Task statement>
Filter the entries below and copy out each line that contains the word "monitor".

Records shown>
····················

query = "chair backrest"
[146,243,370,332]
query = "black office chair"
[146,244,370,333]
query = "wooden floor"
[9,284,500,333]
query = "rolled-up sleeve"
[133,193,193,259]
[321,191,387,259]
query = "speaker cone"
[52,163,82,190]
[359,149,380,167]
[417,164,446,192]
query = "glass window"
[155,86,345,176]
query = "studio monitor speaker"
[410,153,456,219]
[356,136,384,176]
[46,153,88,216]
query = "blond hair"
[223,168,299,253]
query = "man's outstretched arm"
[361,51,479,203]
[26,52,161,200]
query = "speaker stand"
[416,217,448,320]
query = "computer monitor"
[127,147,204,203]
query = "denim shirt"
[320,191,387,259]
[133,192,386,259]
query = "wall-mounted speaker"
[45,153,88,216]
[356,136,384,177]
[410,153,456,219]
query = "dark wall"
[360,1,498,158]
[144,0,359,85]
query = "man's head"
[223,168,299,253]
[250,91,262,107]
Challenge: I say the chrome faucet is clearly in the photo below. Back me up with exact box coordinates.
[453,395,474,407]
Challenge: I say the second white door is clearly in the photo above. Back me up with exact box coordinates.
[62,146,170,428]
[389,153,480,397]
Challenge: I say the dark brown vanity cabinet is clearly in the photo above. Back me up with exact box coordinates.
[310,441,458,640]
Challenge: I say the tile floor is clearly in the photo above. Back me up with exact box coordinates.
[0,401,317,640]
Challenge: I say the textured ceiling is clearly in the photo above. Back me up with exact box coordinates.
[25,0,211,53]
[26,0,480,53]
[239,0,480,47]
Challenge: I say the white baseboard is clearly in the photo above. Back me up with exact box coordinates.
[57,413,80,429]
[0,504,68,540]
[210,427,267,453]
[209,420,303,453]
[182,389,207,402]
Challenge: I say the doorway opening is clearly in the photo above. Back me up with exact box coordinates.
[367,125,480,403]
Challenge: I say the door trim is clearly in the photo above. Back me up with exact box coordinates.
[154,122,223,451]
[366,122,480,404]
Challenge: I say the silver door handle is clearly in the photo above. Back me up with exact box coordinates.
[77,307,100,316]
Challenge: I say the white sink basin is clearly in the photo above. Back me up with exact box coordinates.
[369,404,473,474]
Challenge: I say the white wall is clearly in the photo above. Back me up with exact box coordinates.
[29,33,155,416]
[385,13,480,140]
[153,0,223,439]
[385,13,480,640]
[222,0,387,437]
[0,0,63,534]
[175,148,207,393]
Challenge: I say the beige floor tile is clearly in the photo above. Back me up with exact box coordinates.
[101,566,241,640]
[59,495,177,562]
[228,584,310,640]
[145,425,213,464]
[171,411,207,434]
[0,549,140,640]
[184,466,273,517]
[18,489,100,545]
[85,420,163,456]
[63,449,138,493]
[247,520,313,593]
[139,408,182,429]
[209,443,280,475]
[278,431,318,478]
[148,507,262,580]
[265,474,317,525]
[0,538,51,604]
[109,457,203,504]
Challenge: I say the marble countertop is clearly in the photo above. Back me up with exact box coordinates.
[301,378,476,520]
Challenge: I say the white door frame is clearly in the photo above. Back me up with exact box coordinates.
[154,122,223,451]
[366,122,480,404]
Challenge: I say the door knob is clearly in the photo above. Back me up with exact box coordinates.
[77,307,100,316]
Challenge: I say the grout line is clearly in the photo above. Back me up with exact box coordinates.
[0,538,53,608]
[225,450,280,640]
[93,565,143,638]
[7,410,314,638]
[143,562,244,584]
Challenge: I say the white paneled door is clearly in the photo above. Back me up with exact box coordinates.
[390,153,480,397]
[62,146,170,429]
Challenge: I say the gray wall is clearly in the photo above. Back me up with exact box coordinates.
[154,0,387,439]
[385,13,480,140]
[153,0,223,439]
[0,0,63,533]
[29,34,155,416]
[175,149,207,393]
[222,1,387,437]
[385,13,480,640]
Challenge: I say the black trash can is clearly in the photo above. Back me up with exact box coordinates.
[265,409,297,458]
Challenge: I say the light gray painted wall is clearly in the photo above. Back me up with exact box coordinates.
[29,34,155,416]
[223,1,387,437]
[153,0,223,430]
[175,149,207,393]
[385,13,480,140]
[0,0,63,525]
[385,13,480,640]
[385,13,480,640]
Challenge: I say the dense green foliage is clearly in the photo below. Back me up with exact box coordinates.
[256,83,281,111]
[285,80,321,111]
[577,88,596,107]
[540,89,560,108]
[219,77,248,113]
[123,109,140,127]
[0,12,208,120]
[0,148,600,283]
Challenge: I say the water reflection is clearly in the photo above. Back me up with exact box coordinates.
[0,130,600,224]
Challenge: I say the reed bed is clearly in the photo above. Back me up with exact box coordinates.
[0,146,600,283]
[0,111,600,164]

····················

Final result>
query = "studio monitor speaker"
query = "computer monitor"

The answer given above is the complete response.